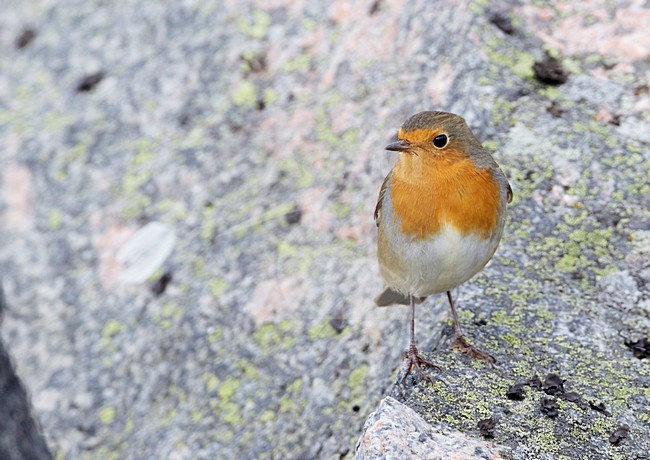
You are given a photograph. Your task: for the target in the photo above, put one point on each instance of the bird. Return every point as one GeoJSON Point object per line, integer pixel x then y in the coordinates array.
{"type": "Point", "coordinates": [440, 215]}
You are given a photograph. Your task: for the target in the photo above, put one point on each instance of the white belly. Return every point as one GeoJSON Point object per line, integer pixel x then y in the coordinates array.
{"type": "Point", "coordinates": [423, 268]}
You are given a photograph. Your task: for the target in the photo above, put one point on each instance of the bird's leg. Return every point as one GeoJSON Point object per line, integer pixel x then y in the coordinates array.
{"type": "Point", "coordinates": [459, 341]}
{"type": "Point", "coordinates": [414, 359]}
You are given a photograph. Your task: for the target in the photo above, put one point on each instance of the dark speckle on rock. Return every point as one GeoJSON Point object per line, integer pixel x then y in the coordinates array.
{"type": "Point", "coordinates": [535, 382]}
{"type": "Point", "coordinates": [599, 407]}
{"type": "Point", "coordinates": [503, 22]}
{"type": "Point", "coordinates": [25, 38]}
{"type": "Point", "coordinates": [640, 348]}
{"type": "Point", "coordinates": [555, 109]}
{"type": "Point", "coordinates": [607, 217]}
{"type": "Point", "coordinates": [486, 427]}
{"type": "Point", "coordinates": [572, 396]}
{"type": "Point", "coordinates": [516, 392]}
{"type": "Point", "coordinates": [641, 89]}
{"type": "Point", "coordinates": [255, 63]}
{"type": "Point", "coordinates": [553, 385]}
{"type": "Point", "coordinates": [549, 407]}
{"type": "Point", "coordinates": [375, 7]}
{"type": "Point", "coordinates": [619, 435]}
{"type": "Point", "coordinates": [90, 81]}
{"type": "Point", "coordinates": [550, 71]}
{"type": "Point", "coordinates": [293, 216]}
{"type": "Point", "coordinates": [159, 286]}
{"type": "Point", "coordinates": [338, 324]}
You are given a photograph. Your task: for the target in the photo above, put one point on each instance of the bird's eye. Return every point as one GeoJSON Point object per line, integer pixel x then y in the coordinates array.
{"type": "Point", "coordinates": [440, 141]}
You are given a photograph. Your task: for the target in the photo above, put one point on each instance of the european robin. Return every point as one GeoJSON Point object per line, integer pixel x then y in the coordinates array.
{"type": "Point", "coordinates": [440, 215]}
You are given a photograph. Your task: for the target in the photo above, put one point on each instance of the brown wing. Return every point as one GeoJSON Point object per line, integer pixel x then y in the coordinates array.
{"type": "Point", "coordinates": [380, 200]}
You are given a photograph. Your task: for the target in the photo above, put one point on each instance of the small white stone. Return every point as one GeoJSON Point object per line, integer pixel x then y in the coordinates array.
{"type": "Point", "coordinates": [145, 252]}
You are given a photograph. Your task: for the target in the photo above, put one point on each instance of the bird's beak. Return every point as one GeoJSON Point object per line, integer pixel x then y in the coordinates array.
{"type": "Point", "coordinates": [399, 146]}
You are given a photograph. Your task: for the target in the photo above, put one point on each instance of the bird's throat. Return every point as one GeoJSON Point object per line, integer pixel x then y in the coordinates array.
{"type": "Point", "coordinates": [431, 191]}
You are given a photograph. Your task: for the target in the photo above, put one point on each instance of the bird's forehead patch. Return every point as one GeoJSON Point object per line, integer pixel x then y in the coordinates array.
{"type": "Point", "coordinates": [416, 136]}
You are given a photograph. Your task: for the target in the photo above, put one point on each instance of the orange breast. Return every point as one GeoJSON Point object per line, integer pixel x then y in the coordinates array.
{"type": "Point", "coordinates": [430, 192]}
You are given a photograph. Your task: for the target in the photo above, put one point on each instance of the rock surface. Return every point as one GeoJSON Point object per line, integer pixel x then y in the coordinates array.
{"type": "Point", "coordinates": [254, 132]}
{"type": "Point", "coordinates": [396, 431]}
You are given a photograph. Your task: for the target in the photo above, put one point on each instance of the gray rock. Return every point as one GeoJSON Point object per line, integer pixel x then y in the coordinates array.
{"type": "Point", "coordinates": [395, 431]}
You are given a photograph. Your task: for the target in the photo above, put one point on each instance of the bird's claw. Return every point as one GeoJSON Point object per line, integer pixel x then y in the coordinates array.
{"type": "Point", "coordinates": [415, 361]}
{"type": "Point", "coordinates": [464, 347]}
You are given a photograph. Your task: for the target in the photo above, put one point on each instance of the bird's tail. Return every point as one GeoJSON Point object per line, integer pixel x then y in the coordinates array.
{"type": "Point", "coordinates": [391, 297]}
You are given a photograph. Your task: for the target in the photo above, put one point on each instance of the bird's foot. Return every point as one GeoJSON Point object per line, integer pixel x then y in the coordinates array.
{"type": "Point", "coordinates": [417, 362]}
{"type": "Point", "coordinates": [464, 347]}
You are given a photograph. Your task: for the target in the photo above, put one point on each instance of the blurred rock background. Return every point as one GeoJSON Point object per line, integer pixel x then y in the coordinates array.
{"type": "Point", "coordinates": [252, 134]}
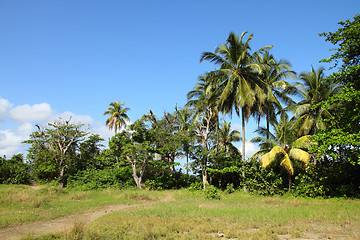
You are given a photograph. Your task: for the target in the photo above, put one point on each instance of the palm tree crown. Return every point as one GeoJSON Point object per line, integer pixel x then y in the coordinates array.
{"type": "Point", "coordinates": [308, 112]}
{"type": "Point", "coordinates": [237, 79]}
{"type": "Point", "coordinates": [118, 116]}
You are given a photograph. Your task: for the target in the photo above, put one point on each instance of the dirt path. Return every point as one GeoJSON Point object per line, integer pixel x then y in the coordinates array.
{"type": "Point", "coordinates": [65, 223]}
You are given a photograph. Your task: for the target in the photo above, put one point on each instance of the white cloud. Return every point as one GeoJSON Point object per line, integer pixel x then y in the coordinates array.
{"type": "Point", "coordinates": [27, 113]}
{"type": "Point", "coordinates": [11, 139]}
{"type": "Point", "coordinates": [5, 105]}
{"type": "Point", "coordinates": [250, 149]}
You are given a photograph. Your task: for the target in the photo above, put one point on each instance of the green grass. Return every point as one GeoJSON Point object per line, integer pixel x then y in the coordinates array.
{"type": "Point", "coordinates": [187, 215]}
{"type": "Point", "coordinates": [21, 204]}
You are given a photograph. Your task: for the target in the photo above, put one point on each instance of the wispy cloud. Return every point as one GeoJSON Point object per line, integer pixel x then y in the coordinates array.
{"type": "Point", "coordinates": [24, 117]}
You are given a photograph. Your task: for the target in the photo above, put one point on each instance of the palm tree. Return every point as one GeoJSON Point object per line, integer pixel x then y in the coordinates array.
{"type": "Point", "coordinates": [203, 99]}
{"type": "Point", "coordinates": [227, 137]}
{"type": "Point", "coordinates": [238, 77]}
{"type": "Point", "coordinates": [308, 112]}
{"type": "Point", "coordinates": [277, 89]}
{"type": "Point", "coordinates": [185, 129]}
{"type": "Point", "coordinates": [118, 116]}
{"type": "Point", "coordinates": [283, 147]}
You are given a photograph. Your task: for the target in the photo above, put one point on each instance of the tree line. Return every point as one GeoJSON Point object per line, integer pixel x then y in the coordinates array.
{"type": "Point", "coordinates": [309, 144]}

○ ○ ○ ○

Problem requirements: Give exactly the lines from the one with "of the wispy" to the end of the entries, nothing before them.

Solution for this problem:
You are given a photograph. Your task: for the target in the photo above, put one point on each instance of the wispy cloud. Return every point as one GeoJSON Point object per line, integer pixel x then y in the coordinates array.
{"type": "Point", "coordinates": [24, 117]}
You are given a photograph. Your task: for the target in the photo above, put one point on each instance of the palm tree. Return every point as one GeoJSON Point object per line, integer pixel x then y in the coordinates array.
{"type": "Point", "coordinates": [203, 99]}
{"type": "Point", "coordinates": [227, 137]}
{"type": "Point", "coordinates": [238, 77]}
{"type": "Point", "coordinates": [308, 112]}
{"type": "Point", "coordinates": [277, 89]}
{"type": "Point", "coordinates": [185, 129]}
{"type": "Point", "coordinates": [118, 116]}
{"type": "Point", "coordinates": [283, 147]}
You are given a photograph. Your task: for the target in the photo above, put one point on each instance of the tree line. Return every point as one GeoJSON Point object per line, integer pixel x then y in the coordinates array.
{"type": "Point", "coordinates": [309, 144]}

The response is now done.